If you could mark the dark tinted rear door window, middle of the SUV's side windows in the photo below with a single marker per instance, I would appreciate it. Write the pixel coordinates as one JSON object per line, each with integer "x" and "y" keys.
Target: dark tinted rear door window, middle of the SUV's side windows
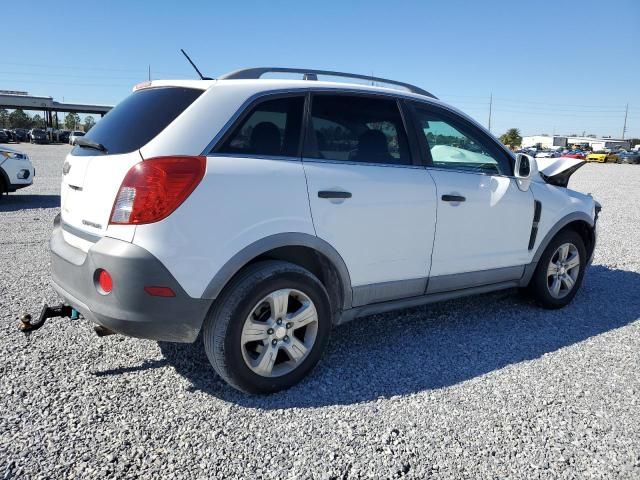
{"x": 357, "y": 129}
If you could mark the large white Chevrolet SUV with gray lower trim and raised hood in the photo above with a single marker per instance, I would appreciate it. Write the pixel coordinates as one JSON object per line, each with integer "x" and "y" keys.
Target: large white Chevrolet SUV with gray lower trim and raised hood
{"x": 261, "y": 213}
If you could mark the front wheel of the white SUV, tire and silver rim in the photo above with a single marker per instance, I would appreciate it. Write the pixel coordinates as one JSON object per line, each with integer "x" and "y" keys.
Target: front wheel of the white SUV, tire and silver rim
{"x": 542, "y": 283}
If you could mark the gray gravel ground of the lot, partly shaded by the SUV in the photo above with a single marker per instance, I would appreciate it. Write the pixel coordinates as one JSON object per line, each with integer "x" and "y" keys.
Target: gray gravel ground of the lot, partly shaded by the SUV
{"x": 484, "y": 387}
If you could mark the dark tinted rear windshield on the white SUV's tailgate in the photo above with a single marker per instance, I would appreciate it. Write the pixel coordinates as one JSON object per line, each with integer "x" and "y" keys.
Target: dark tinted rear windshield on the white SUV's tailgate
{"x": 139, "y": 118}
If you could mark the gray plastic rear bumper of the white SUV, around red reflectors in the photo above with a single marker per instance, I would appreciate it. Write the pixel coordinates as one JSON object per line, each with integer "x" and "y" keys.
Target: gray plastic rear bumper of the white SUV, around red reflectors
{"x": 128, "y": 309}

__The task__: Give back exactly the lines from the line holding "If you could mark the dark tinted rear windshield" through the last line of the listing, including both.

__Exercise answer__:
If you could mark the dark tinted rear windshield on the white SUV's tailgate in the photo above with a single marker per instance, I would appreciate it. Write the pixel coordinates as one JSON object per line, each with integer "x" and "y" keys.
Target: dark tinted rear windshield on the white SUV's tailgate
{"x": 139, "y": 118}
If you could mark the gray plastic rear bumper of the white SUV, around red reflectors in the photo above with a single marker per instance, I would appreciate it. Write the pixel coordinates as one JSON object per line, each with integer "x" and "y" keys.
Target: gray plastic rear bumper of the white SUV, around red reflectors
{"x": 128, "y": 309}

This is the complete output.